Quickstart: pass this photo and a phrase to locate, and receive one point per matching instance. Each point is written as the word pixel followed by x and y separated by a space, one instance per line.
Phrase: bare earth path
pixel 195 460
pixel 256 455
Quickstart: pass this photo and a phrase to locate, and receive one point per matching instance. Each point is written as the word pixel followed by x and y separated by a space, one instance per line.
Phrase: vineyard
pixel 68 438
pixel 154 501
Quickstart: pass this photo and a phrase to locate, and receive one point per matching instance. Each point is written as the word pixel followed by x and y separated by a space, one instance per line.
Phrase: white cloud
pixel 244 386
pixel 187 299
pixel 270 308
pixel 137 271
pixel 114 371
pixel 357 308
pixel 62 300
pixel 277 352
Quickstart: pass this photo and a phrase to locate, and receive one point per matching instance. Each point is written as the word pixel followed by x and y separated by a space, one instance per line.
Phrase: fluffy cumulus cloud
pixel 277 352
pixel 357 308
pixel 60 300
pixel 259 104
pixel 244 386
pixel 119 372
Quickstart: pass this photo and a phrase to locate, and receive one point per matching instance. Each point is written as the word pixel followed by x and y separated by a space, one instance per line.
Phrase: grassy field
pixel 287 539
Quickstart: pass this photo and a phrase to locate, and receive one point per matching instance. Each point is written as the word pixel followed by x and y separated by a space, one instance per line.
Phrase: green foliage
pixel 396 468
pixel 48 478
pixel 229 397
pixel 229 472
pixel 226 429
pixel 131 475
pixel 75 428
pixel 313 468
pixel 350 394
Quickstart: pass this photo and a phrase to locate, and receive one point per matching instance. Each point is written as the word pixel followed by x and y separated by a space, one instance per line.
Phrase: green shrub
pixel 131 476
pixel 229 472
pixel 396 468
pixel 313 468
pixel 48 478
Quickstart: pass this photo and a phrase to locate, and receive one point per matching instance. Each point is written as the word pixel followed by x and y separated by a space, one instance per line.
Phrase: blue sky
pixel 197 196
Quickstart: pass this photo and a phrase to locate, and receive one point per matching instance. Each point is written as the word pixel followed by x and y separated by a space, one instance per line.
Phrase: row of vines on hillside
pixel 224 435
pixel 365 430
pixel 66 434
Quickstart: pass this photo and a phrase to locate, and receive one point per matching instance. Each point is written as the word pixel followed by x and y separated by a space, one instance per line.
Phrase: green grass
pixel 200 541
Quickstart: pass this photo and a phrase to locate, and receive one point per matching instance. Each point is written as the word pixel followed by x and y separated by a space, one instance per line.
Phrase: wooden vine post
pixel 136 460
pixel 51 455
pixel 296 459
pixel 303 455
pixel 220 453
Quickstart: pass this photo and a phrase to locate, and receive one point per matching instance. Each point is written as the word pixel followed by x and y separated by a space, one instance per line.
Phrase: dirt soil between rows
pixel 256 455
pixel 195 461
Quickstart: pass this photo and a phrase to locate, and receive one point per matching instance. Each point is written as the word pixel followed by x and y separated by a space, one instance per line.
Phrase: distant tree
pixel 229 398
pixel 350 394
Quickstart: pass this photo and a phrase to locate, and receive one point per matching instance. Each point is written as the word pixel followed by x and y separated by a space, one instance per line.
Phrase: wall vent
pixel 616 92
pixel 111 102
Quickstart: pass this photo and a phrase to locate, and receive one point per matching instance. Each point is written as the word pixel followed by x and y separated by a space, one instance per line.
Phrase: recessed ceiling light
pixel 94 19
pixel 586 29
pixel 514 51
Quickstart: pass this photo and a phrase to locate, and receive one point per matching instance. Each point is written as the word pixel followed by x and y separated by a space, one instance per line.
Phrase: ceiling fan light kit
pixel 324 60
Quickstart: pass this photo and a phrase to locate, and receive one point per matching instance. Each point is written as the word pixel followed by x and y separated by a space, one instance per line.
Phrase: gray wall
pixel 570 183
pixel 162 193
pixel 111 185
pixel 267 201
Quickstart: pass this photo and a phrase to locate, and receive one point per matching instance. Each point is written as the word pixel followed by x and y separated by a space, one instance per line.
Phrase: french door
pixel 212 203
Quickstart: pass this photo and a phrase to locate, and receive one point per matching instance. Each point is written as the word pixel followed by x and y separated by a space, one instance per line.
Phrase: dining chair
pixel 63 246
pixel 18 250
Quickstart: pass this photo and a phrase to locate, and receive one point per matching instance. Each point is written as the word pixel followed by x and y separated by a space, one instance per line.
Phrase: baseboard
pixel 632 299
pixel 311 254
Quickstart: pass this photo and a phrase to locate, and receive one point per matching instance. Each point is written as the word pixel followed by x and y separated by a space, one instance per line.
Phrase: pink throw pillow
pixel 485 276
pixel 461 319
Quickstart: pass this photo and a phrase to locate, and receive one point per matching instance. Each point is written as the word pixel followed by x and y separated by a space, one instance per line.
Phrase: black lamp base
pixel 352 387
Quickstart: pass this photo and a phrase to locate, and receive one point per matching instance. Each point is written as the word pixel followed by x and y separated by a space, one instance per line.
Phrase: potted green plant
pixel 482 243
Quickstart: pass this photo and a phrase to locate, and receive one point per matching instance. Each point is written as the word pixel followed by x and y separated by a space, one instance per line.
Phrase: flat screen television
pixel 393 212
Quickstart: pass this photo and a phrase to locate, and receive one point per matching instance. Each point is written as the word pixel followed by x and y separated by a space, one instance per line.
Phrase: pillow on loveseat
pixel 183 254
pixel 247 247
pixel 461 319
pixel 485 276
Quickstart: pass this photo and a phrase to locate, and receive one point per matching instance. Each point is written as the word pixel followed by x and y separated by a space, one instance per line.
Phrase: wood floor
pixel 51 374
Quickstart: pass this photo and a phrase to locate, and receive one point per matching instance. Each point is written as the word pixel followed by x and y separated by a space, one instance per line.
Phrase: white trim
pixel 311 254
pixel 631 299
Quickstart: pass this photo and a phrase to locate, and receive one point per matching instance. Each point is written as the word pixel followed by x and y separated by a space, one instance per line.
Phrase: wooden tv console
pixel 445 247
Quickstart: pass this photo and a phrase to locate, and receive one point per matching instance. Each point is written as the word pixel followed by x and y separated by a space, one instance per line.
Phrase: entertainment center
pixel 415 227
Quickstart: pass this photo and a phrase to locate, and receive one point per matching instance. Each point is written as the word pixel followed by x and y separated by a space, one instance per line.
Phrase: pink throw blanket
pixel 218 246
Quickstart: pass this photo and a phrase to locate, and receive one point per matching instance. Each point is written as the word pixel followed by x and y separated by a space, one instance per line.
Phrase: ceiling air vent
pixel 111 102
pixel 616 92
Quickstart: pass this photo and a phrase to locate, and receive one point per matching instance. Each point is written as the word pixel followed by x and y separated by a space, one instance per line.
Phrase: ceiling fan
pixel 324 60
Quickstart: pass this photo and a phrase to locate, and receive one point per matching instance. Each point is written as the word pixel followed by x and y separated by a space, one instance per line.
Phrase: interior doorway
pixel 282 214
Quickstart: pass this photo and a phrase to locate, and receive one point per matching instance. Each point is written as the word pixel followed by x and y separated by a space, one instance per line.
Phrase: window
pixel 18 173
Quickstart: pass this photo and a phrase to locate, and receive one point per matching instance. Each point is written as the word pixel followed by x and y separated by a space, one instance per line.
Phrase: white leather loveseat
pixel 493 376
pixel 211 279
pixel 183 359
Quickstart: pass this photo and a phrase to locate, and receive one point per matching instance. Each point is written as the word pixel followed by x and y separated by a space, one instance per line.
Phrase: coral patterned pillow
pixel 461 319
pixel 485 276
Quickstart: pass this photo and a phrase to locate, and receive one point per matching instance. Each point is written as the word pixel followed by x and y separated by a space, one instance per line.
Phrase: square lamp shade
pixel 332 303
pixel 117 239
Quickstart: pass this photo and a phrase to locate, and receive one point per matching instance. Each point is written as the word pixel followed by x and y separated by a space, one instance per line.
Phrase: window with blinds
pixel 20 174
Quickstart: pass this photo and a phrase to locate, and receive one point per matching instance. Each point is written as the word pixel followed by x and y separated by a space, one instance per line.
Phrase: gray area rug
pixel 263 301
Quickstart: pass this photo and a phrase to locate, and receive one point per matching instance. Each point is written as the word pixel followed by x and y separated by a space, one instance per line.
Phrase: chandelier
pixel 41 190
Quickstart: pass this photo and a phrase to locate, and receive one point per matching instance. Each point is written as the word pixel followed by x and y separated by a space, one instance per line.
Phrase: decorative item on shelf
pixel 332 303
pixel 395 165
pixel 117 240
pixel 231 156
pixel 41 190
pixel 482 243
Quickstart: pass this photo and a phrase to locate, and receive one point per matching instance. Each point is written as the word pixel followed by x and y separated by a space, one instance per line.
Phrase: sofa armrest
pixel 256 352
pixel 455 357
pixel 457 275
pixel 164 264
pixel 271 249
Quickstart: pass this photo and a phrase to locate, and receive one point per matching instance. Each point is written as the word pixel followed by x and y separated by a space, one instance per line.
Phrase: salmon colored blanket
***
■ Set exercise
Please find every line in the rows above that contains the word "gray" and copy each of those lines.

■ Right answer
Phrase: gray wall
Phrase: gray area rug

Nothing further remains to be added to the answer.